***** Source material *****
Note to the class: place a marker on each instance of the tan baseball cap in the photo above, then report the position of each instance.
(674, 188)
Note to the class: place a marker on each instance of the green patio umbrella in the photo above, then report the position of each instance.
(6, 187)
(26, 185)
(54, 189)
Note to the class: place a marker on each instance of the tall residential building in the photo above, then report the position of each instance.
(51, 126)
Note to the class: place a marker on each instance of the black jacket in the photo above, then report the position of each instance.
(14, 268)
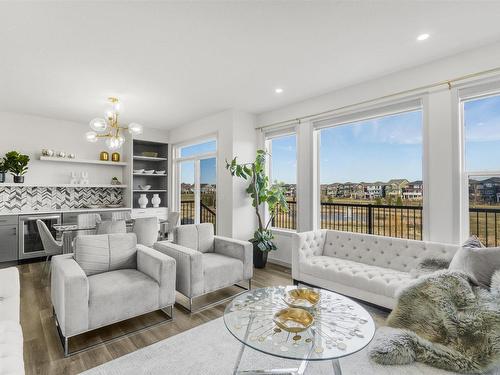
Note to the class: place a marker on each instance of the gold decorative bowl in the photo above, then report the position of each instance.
(302, 297)
(293, 320)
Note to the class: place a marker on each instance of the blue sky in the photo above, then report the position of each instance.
(379, 149)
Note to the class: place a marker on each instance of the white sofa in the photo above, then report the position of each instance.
(11, 334)
(367, 267)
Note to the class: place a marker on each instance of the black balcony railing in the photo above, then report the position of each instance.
(207, 214)
(385, 220)
(485, 224)
(286, 220)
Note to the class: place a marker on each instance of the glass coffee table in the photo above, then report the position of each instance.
(326, 327)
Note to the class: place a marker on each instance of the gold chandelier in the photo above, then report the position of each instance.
(108, 128)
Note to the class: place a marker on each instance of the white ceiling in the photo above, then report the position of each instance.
(172, 62)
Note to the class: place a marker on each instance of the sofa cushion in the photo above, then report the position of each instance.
(220, 271)
(109, 226)
(119, 295)
(198, 237)
(11, 348)
(374, 279)
(387, 252)
(102, 253)
(480, 263)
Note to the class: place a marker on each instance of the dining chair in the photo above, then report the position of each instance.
*****
- [Required task]: Will you restate every entry word for word and omit the images?

- [Solution]:
Note to the class: place a marker on each instance of the tan baseball cap in the photo above, then report the position of each instance.
(674, 188)
Note to the class: place a marker on each instance of the green patio umbrella in the photo above, then report the position of each instance.
(6, 187)
(26, 185)
(54, 189)
Note to the class: place a marker on each instance of the tall residential building in the photo above, then report the position of each instance.
(51, 126)
Note to the class: place a marker on each instance of the black jacket in the photo above, then report the position of each instance.
(14, 268)
Note to the class: place a marker on each instance of the gold decorative bowl in the photo above, then report the position of each instance.
(302, 297)
(293, 320)
Note to the class: place a marker on each instance of the blue sky in the photo above, then report the position of each instance.
(379, 149)
Note to the class: place a marker on each instance of the white sofa in the photo above, then report the position of each instance.
(11, 334)
(367, 267)
Note to the class: place a marker on each instance of the black balcony railing in the photo above, then report the position of each instance.
(207, 214)
(385, 220)
(485, 224)
(286, 220)
Note to the class: place a marker on each instance of the glass coffee table in the photo above, then report the position of each instance.
(326, 327)
Note to the class: place a marker on each instance of the gold chandelier in the photo above, then report the position of each instance.
(108, 128)
Note to the class: place a marker on each instance of the white ceiling in the photo above, then report the position of each instance.
(172, 62)
Note to the class: place a marker on each instance of the sofa cushion in the photo above, then report the position of each instance.
(220, 271)
(109, 226)
(119, 295)
(198, 237)
(11, 348)
(374, 279)
(387, 252)
(102, 253)
(480, 263)
Note to the class: place a marker on each instance of the dining chair in the photo above, then report the position of each instance.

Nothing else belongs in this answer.